---------- THE DATA
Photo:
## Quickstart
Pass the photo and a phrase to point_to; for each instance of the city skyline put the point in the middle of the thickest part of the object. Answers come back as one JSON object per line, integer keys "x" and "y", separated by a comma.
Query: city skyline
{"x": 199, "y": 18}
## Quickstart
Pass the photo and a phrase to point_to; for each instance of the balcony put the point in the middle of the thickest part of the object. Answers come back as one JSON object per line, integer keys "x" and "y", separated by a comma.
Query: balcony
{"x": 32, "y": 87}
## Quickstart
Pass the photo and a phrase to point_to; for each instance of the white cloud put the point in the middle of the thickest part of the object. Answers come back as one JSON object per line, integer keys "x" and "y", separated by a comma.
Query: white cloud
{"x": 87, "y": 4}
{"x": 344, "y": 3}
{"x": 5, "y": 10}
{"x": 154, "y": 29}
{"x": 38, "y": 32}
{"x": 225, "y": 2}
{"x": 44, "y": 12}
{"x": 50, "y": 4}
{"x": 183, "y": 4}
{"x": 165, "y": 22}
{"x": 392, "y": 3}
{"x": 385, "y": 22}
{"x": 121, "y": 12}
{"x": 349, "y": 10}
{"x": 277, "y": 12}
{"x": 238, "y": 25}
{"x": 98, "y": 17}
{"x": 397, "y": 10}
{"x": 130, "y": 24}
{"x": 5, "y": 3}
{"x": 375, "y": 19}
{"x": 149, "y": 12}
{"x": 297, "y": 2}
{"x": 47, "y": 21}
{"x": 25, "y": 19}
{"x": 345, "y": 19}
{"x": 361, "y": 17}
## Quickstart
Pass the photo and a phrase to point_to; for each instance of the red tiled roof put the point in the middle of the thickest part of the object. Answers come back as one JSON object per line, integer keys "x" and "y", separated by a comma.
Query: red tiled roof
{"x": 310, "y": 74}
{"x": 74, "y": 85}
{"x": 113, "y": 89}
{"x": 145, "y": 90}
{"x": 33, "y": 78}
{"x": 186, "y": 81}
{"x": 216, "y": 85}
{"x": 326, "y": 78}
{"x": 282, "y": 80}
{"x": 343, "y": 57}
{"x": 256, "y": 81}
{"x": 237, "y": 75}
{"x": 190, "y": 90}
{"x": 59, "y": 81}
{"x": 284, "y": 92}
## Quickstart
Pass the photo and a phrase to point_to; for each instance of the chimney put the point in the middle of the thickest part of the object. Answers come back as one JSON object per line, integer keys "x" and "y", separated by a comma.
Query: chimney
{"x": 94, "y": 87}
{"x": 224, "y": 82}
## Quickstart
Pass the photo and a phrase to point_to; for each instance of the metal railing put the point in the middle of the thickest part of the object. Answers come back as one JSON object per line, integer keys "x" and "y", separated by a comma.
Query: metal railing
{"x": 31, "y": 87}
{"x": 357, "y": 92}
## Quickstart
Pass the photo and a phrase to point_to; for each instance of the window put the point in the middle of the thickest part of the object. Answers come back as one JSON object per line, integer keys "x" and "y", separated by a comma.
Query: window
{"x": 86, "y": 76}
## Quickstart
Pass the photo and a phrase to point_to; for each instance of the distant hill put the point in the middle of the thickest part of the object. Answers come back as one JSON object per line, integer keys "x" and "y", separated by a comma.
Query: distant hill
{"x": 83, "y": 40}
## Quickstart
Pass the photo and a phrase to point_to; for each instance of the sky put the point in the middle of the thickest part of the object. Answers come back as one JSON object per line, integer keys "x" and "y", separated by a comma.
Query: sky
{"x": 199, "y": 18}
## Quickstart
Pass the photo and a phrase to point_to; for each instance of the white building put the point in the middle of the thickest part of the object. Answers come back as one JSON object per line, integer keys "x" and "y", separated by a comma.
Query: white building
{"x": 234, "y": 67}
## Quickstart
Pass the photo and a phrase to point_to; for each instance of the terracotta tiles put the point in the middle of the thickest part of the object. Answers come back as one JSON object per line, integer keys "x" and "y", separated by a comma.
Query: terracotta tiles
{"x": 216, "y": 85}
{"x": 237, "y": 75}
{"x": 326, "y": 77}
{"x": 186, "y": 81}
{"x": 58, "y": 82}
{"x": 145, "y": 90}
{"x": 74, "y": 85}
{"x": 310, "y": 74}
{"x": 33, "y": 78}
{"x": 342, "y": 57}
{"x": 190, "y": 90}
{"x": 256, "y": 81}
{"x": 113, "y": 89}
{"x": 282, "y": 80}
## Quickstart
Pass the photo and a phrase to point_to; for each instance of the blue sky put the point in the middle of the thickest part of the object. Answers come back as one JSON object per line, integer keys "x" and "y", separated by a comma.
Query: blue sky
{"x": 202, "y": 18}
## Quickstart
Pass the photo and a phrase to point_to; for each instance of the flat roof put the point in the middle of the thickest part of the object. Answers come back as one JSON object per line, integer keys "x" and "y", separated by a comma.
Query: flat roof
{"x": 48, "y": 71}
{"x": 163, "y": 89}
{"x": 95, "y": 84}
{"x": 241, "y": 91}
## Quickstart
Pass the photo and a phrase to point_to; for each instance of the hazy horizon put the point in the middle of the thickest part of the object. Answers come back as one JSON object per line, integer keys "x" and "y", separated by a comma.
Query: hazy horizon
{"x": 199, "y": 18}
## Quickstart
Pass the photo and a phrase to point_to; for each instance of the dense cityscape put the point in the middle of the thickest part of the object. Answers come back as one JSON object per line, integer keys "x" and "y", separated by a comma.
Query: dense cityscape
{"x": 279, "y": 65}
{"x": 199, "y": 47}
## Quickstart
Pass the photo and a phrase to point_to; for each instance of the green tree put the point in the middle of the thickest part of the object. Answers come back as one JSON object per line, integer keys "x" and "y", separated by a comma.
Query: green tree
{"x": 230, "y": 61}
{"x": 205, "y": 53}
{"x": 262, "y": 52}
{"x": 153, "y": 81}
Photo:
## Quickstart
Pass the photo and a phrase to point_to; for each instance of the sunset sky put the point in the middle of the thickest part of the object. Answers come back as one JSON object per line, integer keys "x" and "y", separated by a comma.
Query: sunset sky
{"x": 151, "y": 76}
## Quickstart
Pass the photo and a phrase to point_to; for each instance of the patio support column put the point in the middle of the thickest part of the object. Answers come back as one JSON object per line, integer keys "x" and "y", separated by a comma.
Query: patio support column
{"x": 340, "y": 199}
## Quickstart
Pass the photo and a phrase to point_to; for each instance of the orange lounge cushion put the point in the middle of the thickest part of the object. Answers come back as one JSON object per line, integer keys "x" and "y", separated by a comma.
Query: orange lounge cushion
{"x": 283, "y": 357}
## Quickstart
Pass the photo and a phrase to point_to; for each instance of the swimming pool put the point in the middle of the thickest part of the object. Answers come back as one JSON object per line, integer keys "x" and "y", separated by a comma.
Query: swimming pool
--------------------
WHAT THE EXERCISE ASKS ▸ Without leaving anything out, output all of the material exactly.

WORKED SOLUTION ▸
Photo:
## Quickstart
Pass the photo and a phrase to point_to; for each instance of the city skyline put the point in the middle of the thickest part of the object. Answers come back as one JSON object per line, integer keys "x" and "y", separated by a comma.
Query: city skyline
{"x": 199, "y": 18}
## Quickstart
Pass the photo and a phrase to point_to; for each instance of the balcony put the point in the middle of the thickest part of the object. Answers come back as one JSON object per line, integer keys "x" and "y", separated by a comma.
Query: balcony
{"x": 32, "y": 87}
## Quickstart
Pass the photo and a phrase to point_to; for each instance of the white cloud put the point in the middle of the thickest part of the object. Answers come back as one JSON object per line, integer keys "x" and "y", separated by a comma.
Query: white cloud
{"x": 87, "y": 4}
{"x": 344, "y": 3}
{"x": 5, "y": 10}
{"x": 154, "y": 29}
{"x": 38, "y": 32}
{"x": 225, "y": 2}
{"x": 44, "y": 12}
{"x": 50, "y": 4}
{"x": 183, "y": 4}
{"x": 165, "y": 22}
{"x": 392, "y": 3}
{"x": 385, "y": 22}
{"x": 121, "y": 12}
{"x": 349, "y": 10}
{"x": 277, "y": 12}
{"x": 238, "y": 25}
{"x": 98, "y": 17}
{"x": 397, "y": 10}
{"x": 130, "y": 24}
{"x": 5, "y": 3}
{"x": 375, "y": 19}
{"x": 149, "y": 12}
{"x": 297, "y": 2}
{"x": 47, "y": 21}
{"x": 25, "y": 19}
{"x": 345, "y": 19}
{"x": 361, "y": 17}
## Quickstart
Pass the photo and a phrase to point_to; for each instance of the red tiled roof put the point in the middle of the thickest part of the object. Answers come back as one JSON object per line, integer keys "x" and "y", separated by a comma.
Query: red tiled roof
{"x": 310, "y": 74}
{"x": 74, "y": 85}
{"x": 113, "y": 89}
{"x": 145, "y": 90}
{"x": 33, "y": 78}
{"x": 186, "y": 81}
{"x": 216, "y": 85}
{"x": 326, "y": 78}
{"x": 282, "y": 80}
{"x": 343, "y": 57}
{"x": 256, "y": 81}
{"x": 237, "y": 75}
{"x": 190, "y": 90}
{"x": 59, "y": 81}
{"x": 284, "y": 92}
## Quickstart
Pass the photo and a phrase to point_to; for each instance of the chimney put the point in the middle of the thickest part of the object. Answers come back as one JSON object per line, integer keys "x" and "y", separated by a comma.
Query: chimney
{"x": 94, "y": 87}
{"x": 224, "y": 82}
## Quickstart
Pass the photo and a phrase to point_to; for each instance of the metal railing put the point in the middle of the thickest part of the object. Answers come back as one JSON object per line, integer keys "x" and "y", separated by a comma.
Query: metal railing
{"x": 31, "y": 87}
{"x": 357, "y": 92}
## Quickstart
Pass the photo and a phrase to point_to; for each instance of the window put the point in the middle of the thickest part of the object. Answers come back as one JSON object per line, integer keys "x" and "y", separated by a comma.
Query: window
{"x": 86, "y": 76}
## Quickstart
Pass the photo and a phrase to point_to; for each instance of the distant hill put the point in the middle of the thickest part of the object. Answers come back as one JSON object per line, integer keys "x" and "y", separated by a comma.
Query: distant hill
{"x": 83, "y": 40}
## Quickstart
Pass the photo and a phrase to point_to; for each instance of the sky put the point in the middle of the thickest part of the object. Answers come back as one JSON object per line, integer keys "x" and "y", separated by a comma.
Query: sky
{"x": 199, "y": 18}
## Quickstart
Pass the photo and a phrase to point_to; for each instance of the white building put the point in the middle of the thickest part of the object. Answers come back as one JSON object per line, integer keys "x" and "y", separated by a comma.
Query: white building
{"x": 234, "y": 67}
## Quickstart
Pass the photo and a phrase to point_to; for each instance of the terracotta tiles put the point in the middle of the thickest part of the object. Answers come back as one JSON object per line, integer keys "x" and "y", separated by a comma.
Query: terracotta tiles
{"x": 216, "y": 85}
{"x": 237, "y": 75}
{"x": 326, "y": 77}
{"x": 186, "y": 81}
{"x": 58, "y": 82}
{"x": 145, "y": 90}
{"x": 74, "y": 85}
{"x": 310, "y": 74}
{"x": 33, "y": 78}
{"x": 342, "y": 57}
{"x": 190, "y": 90}
{"x": 256, "y": 81}
{"x": 113, "y": 89}
{"x": 282, "y": 80}
## Quickstart
Pass the photo and a phrase to point_to; for each instance of the blue sky put the point in the middle of the thickest part of the object. Answers come back as one JSON object per line, integer keys "x" and "y", separated by a comma.
Query: blue sky
{"x": 202, "y": 18}
## Quickstart
Pass the photo and a phrase to point_to; for each instance of the flat roof put the point in the middle of the thickest part of the object. Answers come back as one JSON object per line, integer keys "x" and "y", separated by a comma.
Query: flat roof
{"x": 48, "y": 71}
{"x": 163, "y": 89}
{"x": 95, "y": 84}
{"x": 241, "y": 91}
## Quickstart
Pass the photo and a phrase to point_to; for each instance of the hazy horizon put the point in the middle of the thickest part of the object. Answers come back as one JSON object per line, integer keys "x" and "y", separated by a comma.
Query: hazy horizon
{"x": 199, "y": 18}
## Quickstart
Pass the photo and a phrase to point_to; for each instance of the dense cityscape put the point in the middle of the thickest part of the object. Answers come back as one JSON object per line, integer keys "x" and "y", separated by a comma.
Query: dense cityscape
{"x": 279, "y": 65}
{"x": 199, "y": 47}
## Quickstart
Pass the photo and a phrase to point_to; for each instance of the green tree put the point in the middle of the thickest part of the object. Answers come back as one JSON object per line, integer keys "x" and "y", separated by a comma.
Query: green tree
{"x": 230, "y": 61}
{"x": 205, "y": 53}
{"x": 262, "y": 52}
{"x": 153, "y": 81}
Photo:
## Quickstart
Pass the photo and a phrase to point_to; for each instance of the sunset sky put the point in the middle of the thickest part of the object. Answers come back as one JSON object per line, integer keys "x" and "y", separated by a comma.
Query: sunset sky
{"x": 151, "y": 76}
## Quickstart
Pass the photo and a phrase to point_to; for each instance of the patio support column put the point in the middle of the thickest part of the object. Answers come back as one JSON object per line, integer keys "x" and "y", separated by a comma.
Query: patio support column
{"x": 340, "y": 199}
## Quickstart
Pass the photo and a phrase to point_to; for each instance of the orange lounge cushion put the point in the middle of the thickest part of the object. Answers come back as one JSON object per line, integer keys "x" and "y", separated by a comma.
Query: orange lounge cushion
{"x": 283, "y": 357}
## Quickstart
Pass the photo and a phrase to point_to; for each instance of the swimming pool put the point in the middle of the thickest part of the object. Answers come back as one JSON object per line, integer keys "x" and "y", separated by a comma.
Query: swimming pool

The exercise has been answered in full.